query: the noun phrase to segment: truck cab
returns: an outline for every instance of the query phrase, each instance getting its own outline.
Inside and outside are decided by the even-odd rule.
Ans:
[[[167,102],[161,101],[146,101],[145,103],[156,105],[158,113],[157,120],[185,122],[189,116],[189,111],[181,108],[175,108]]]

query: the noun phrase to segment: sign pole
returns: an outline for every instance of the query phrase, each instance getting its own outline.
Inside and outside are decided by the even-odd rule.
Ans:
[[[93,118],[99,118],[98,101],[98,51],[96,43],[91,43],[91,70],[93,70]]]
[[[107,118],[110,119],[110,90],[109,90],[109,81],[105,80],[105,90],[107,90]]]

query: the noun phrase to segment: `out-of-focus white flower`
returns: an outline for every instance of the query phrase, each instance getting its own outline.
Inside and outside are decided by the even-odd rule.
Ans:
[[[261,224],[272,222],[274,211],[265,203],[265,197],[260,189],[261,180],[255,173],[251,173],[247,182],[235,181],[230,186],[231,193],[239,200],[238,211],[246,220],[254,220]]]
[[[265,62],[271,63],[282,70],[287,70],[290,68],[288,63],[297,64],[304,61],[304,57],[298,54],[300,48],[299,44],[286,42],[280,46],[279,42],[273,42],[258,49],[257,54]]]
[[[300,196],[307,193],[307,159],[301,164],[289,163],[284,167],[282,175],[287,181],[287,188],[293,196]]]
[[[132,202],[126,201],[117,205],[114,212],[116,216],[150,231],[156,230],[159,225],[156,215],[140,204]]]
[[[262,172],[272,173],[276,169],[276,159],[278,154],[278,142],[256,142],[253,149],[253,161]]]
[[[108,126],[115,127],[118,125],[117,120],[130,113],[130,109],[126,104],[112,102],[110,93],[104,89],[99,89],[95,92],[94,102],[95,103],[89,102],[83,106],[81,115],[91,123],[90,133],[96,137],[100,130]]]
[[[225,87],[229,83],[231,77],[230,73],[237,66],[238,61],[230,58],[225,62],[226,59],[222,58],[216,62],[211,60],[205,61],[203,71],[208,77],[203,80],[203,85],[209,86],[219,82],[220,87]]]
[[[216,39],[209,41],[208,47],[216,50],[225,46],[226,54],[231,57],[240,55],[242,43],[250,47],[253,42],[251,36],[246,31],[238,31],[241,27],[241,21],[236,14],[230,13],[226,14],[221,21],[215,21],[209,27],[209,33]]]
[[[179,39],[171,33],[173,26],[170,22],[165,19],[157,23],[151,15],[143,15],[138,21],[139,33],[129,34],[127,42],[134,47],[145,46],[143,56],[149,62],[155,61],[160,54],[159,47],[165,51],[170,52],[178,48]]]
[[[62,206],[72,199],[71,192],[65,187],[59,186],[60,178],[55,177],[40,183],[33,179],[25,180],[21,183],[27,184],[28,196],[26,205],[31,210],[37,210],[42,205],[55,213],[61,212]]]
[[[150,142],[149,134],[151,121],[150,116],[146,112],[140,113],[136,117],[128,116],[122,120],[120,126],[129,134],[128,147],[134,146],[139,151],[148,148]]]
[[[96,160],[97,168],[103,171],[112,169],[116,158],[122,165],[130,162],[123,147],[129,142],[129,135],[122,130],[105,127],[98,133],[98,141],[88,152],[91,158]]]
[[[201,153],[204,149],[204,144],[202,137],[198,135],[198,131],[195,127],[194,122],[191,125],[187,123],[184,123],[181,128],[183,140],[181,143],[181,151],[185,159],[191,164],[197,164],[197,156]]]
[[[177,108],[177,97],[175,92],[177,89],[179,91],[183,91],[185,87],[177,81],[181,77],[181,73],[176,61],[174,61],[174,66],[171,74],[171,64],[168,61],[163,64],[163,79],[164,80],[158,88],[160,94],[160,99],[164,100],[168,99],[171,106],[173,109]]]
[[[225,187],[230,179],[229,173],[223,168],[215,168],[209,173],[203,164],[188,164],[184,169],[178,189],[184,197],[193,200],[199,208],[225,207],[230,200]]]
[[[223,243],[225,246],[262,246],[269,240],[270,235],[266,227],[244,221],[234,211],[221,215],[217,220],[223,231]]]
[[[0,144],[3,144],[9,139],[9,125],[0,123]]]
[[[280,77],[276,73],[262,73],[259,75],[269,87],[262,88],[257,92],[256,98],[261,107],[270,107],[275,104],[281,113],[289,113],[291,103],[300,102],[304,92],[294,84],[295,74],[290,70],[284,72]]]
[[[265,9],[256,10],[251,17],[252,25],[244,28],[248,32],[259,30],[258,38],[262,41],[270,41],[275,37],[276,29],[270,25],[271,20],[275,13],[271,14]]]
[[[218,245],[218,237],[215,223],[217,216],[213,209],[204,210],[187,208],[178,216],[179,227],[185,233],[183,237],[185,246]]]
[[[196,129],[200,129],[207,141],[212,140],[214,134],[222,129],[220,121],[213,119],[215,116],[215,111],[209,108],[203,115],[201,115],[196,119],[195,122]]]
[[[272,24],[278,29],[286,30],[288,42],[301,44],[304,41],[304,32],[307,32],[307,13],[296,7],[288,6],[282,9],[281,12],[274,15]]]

[DIRECTIONS FOR THIS TASK] Repeat the data above, word for word.

[FINISHED EXERCISE]
query: the noun phrase to segment: truck cab
returns: an outline for every instance of the query phrase, each instance getting its own outline.
Inside and outside are decided by the even-odd rule.
Ans:
[[[167,102],[161,101],[146,101],[145,103],[156,105],[158,113],[157,120],[185,122],[189,116],[189,111],[181,108],[175,108]]]

query: the noun phrase to segment: sign pole
returns: an outline for every instance of the query phrase, each instance getting its own outline.
Inside and outside are decided by the even-odd rule.
Ans:
[[[93,118],[99,118],[98,101],[98,51],[96,43],[91,43],[91,70],[93,70]]]
[[[107,118],[110,119],[110,90],[109,90],[109,81],[105,80],[105,90],[107,90]]]

query: the noun phrase to segment: `out-of-focus white flower`
returns: an outline for every instance of the query phrase, each instance getting its own outline.
Inside and outside are decided by the even-odd rule.
Ans:
[[[261,224],[272,222],[274,211],[265,203],[265,197],[260,189],[261,180],[255,173],[251,173],[247,182],[235,181],[230,186],[231,193],[239,200],[238,211],[246,220],[254,220]]]
[[[265,62],[271,63],[282,70],[287,70],[290,68],[288,63],[297,64],[304,61],[304,57],[298,54],[300,48],[299,44],[286,42],[280,46],[279,42],[273,42],[258,49],[257,54]]]
[[[300,196],[307,193],[307,159],[301,164],[289,163],[284,167],[282,175],[287,181],[287,188],[293,196]]]
[[[132,202],[126,201],[117,205],[114,212],[116,216],[150,231],[156,230],[159,225],[156,215],[140,204]]]
[[[262,172],[272,173],[276,169],[276,159],[278,154],[278,142],[256,142],[253,149],[253,161]]]
[[[108,126],[115,127],[118,125],[117,120],[130,113],[130,109],[126,104],[112,102],[110,93],[104,89],[99,89],[95,92],[94,102],[95,103],[89,102],[83,106],[81,115],[91,123],[90,133],[96,137],[100,130]]]
[[[225,87],[229,83],[231,77],[230,73],[237,66],[238,61],[230,58],[225,62],[226,59],[222,58],[216,62],[211,60],[205,61],[203,71],[208,77],[203,80],[203,85],[209,86],[219,82],[220,87]]]
[[[216,39],[209,41],[208,47],[216,50],[225,46],[226,54],[231,57],[240,55],[242,43],[250,47],[253,42],[251,36],[246,31],[238,31],[241,27],[241,21],[236,14],[230,13],[226,14],[221,21],[215,21],[209,27],[209,33]]]
[[[179,39],[171,33],[173,26],[170,22],[165,19],[157,23],[151,15],[143,15],[138,21],[139,33],[129,34],[127,42],[134,47],[145,46],[143,56],[149,62],[155,61],[160,54],[159,47],[165,51],[170,52],[178,48]]]
[[[62,206],[72,199],[71,192],[65,187],[59,186],[60,178],[55,177],[40,183],[33,179],[25,180],[21,183],[27,184],[28,196],[26,205],[31,210],[37,210],[42,205],[55,213],[61,212]]]
[[[150,142],[149,134],[151,121],[150,116],[146,112],[140,113],[136,117],[128,116],[122,120],[120,126],[129,134],[128,147],[134,146],[139,151],[148,148]]]
[[[96,160],[97,168],[103,171],[112,169],[116,158],[122,165],[130,162],[123,147],[129,142],[129,135],[122,130],[105,127],[98,133],[98,141],[88,152],[91,158]]]
[[[201,153],[204,149],[204,144],[202,137],[198,135],[198,131],[195,127],[194,122],[191,125],[187,123],[184,123],[181,128],[183,140],[181,143],[181,151],[185,159],[191,164],[197,164],[197,156]]]
[[[177,108],[177,97],[175,92],[177,89],[179,91],[183,91],[185,87],[177,81],[181,77],[181,73],[176,61],[174,61],[174,66],[171,74],[171,64],[168,61],[163,64],[163,79],[164,80],[158,88],[160,94],[160,99],[164,100],[168,99],[171,106],[173,109]]]
[[[225,187],[230,179],[229,173],[223,168],[215,168],[209,173],[203,164],[188,164],[184,169],[178,189],[184,197],[193,200],[199,208],[225,207],[230,200]]]
[[[223,243],[225,246],[262,246],[269,240],[270,235],[266,227],[244,221],[234,211],[221,215],[217,220],[223,231]]]
[[[0,144],[3,144],[9,139],[9,125],[0,123]]]
[[[280,77],[276,73],[262,73],[259,75],[269,87],[262,88],[257,92],[256,98],[261,107],[270,107],[275,104],[281,113],[289,113],[291,103],[300,102],[304,92],[294,84],[295,74],[290,70],[284,72]]]
[[[265,9],[256,10],[251,17],[252,25],[244,28],[248,32],[259,30],[258,38],[262,41],[270,41],[275,37],[276,29],[270,25],[271,20],[275,13],[271,14]]]
[[[218,245],[218,237],[215,223],[217,216],[213,209],[204,210],[187,208],[178,216],[179,227],[185,233],[183,237],[185,246]]]
[[[196,129],[200,129],[207,141],[212,140],[214,134],[222,129],[220,121],[213,119],[215,116],[215,111],[209,108],[203,115],[201,115],[196,119],[195,122]]]
[[[272,24],[278,29],[286,30],[288,42],[301,44],[304,41],[304,32],[307,32],[307,13],[296,7],[288,6],[282,9],[281,12],[274,15]]]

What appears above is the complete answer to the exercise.